* _TEXTE EXTRAIT_
====================
61Les principales raisons à l’extraction hypothécaire sont l’amélioration de l’habitat (45 % sont destinés à ce poste) et la consolidation de la dette (31 %). Parce que la richesse immobilière est beaucoup mieux répartie que la richesse financière concentrée dans les mains des populations les plus riches (1 % des ménages détiendrait 50 % de la totalité des actions détenues par les ménages), l’impact sur la consommation d’une hausse du prix des actifs immobiliers (effet richesse) est plus élevé que celui d’une augmentation des actifs financiers.
====================
[Relevés de placement de points]
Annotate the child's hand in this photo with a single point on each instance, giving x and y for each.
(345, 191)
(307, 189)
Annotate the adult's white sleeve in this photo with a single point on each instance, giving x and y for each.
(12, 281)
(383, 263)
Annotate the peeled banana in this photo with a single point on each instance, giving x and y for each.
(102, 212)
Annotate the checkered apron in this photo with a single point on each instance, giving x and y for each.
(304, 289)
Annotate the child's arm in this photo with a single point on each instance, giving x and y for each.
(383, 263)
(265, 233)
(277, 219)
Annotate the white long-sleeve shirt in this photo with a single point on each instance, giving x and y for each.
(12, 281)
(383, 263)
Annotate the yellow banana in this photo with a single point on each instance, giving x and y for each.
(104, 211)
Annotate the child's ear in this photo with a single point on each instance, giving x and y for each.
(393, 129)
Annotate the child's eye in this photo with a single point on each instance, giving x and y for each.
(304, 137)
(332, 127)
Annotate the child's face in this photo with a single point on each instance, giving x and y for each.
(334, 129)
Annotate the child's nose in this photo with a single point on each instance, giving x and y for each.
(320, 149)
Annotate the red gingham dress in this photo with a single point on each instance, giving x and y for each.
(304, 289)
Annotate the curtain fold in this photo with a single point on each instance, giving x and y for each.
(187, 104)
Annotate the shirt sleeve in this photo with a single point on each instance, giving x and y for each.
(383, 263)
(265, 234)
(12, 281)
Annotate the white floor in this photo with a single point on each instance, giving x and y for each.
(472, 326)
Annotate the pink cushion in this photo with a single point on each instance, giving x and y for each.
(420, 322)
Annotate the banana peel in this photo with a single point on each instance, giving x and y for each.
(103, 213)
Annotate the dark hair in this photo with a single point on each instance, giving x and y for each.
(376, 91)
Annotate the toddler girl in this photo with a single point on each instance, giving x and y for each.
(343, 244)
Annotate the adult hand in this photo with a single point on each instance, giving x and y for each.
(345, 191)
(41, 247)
====================
* _À FAIRE_
Transcrivez à l'identique le passage du texte sur l'extraction hypothécaire qui s'ouvre sur les mots contenant "61Les principales raisons" et se clôt sur "des actifs financiers.". Ces items proviennent d'une autre source.

* _RÉSULTAT DE L'EXERCICE_
61Les principales raisons à l’extraction hypothécaire sont l’amélioration de l’habitat (45 % sont destinés à ce poste) et la consolidation de la dette (31 %). Parce que la richesse immobilière est beaucoup mieux répartie que la richesse financière concentrée dans les mains des populations les plus riches (1 % des ménages détiendrait 50 % de la totalité des actions détenues par les ménages), l’impact sur la consommation d’une hausse du prix des actifs immobiliers (effet richesse) est plus élevé que celui d’une augmentation des actifs financiers.